→ **EXERCISE SET**
1/ In the article on big-rig truck technology, which company is developing the Highway Pilot?
2/ Reproduce the passage of the article on big-rig truck technology from "What implications these" up to and including "wait and see.".

There's a technology war heating up in the big-rig commercial truck market that may have implications for the pickup-truck segment. Big-truck manufacturers are searching for every way possible to save fuel and make their trucks more efficient, smarter and more capable of bringing products to market faster and safer than ever before.
Daimler AG, one of the world's biggest commercial truckmakers, is working on the Highway Pilot, a truck that drives itself down the road, freeing the driver for other tasks or simply to rest. According to The Detroit News the technology of the Mercedes-Benz Future Truck 2025 is still 10 years away, and the trucking industry has many safety and policy issues to work out before a self-driving truck will be allowed on the road in the U.S. or Europe. But the cost savings and safety benefits of a truck that uses constantly updating computer and satellite information could be a huge advantage (see video below).
Likewise, German component supplier ZF is also working on new technology that would allow a driver to control a big rig and trailer from outside the truck with a tablet device. According to the Commercial Carrier Journal, the benefits could include navigating a large commercial vehicle into tight spaces or controlling the powertrain parameters for maximum fuel efficiency over long hauls (see video below).
This technology has been around for a while and is just now working its way into segments of the auto industry that are able to make the hefty initial costs profitable over time — technology like Volvo Dynamic Steering that Volvo AB used in the Jean-Claude Van Damme "Epic Split" video in which he executes the splits in between two big-rig trucks (see video below). The Dynamic Steering technology uses hydraulic power steering along with sophisticated electric motors to smooth out both high- and low-speed road irregularities. The system can be tied into other systems, such as cruise control in either forward or reverse gears, or with proximity sensors.
What implications these technologies will have for personal-use pickups is anyone's guess, but we're likely to get some variation of all three of these systems in one form or another within the next 20 years. Automated vehicles, hands-free driving and app-controlled parking could prove to be handy for some option-hungry truck buyers. However, with all the current attention on how precise engineers have to be about every technology installed in a vehicle, it's difficult to imagine that all the unintended consequences of features like these can be anticipated. We'll just have to wait and see.

→ **INPUT DATA**
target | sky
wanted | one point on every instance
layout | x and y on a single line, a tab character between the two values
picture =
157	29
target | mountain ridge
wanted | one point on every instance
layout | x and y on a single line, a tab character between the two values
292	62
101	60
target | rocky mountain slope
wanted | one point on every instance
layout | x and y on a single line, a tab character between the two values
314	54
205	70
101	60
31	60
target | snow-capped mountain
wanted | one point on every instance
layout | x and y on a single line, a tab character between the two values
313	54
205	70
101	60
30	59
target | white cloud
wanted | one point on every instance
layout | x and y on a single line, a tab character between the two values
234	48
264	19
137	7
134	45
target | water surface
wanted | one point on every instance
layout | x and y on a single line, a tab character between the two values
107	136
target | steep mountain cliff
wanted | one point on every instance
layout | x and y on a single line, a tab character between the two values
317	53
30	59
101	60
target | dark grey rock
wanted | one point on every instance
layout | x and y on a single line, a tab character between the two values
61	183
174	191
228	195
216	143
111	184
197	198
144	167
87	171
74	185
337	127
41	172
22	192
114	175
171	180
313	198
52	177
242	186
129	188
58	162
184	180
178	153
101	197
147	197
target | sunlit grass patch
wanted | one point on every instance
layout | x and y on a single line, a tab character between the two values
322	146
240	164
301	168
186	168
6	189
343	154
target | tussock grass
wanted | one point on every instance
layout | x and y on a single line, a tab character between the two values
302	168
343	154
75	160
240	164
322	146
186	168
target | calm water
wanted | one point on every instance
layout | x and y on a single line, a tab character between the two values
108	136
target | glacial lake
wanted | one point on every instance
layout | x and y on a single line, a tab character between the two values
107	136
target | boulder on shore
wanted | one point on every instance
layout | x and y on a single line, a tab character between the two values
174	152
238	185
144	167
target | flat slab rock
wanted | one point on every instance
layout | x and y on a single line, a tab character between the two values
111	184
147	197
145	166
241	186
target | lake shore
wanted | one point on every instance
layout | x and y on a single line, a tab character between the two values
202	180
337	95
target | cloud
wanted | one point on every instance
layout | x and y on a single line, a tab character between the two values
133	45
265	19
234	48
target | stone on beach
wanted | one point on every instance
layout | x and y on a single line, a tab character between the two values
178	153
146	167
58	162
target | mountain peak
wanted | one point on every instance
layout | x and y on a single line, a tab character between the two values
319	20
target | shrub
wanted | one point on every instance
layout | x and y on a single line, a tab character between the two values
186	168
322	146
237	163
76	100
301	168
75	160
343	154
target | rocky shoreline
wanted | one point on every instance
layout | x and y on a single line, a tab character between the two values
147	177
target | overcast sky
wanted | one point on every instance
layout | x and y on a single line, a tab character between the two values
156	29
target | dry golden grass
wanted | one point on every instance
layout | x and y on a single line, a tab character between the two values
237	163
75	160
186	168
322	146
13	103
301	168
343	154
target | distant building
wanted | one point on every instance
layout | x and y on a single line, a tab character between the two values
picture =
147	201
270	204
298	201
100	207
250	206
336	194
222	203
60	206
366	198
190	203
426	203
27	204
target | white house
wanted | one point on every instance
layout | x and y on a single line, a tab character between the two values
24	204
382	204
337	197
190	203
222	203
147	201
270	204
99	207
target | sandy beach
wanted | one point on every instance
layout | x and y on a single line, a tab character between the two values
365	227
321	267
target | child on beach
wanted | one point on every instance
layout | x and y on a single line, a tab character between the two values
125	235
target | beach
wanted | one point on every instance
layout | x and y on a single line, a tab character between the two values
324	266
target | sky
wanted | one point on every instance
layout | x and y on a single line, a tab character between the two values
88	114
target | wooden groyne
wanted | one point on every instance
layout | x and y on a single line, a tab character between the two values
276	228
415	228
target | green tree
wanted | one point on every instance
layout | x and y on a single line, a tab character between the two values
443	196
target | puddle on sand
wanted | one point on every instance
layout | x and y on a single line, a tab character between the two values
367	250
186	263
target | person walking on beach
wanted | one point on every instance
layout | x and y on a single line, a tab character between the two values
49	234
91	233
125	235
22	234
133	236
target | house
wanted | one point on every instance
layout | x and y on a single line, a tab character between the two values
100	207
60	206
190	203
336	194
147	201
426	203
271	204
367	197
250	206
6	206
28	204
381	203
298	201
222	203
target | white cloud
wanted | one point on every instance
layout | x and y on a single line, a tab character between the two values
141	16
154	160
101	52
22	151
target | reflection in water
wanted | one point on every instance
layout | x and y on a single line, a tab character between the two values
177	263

→ **RESULTS FOR THE EXERCISE**
1/ Daimler AG

2/
What implications these technologies will have for personal-use pickups is anyone's guess, but we're likely to get some variation of all three of these systems in one form or another within the next 20 years. Automated vehicles, hands-free driving and app-controlled parking could prove to be handy for some option-hungry truck buyers. However, with all the current attention on how precise engineers have to be about every technology installed in a vehicle, it's difficult to imagine that all the unintended consequences of features like these can be anticipated. We'll just have to wait and see.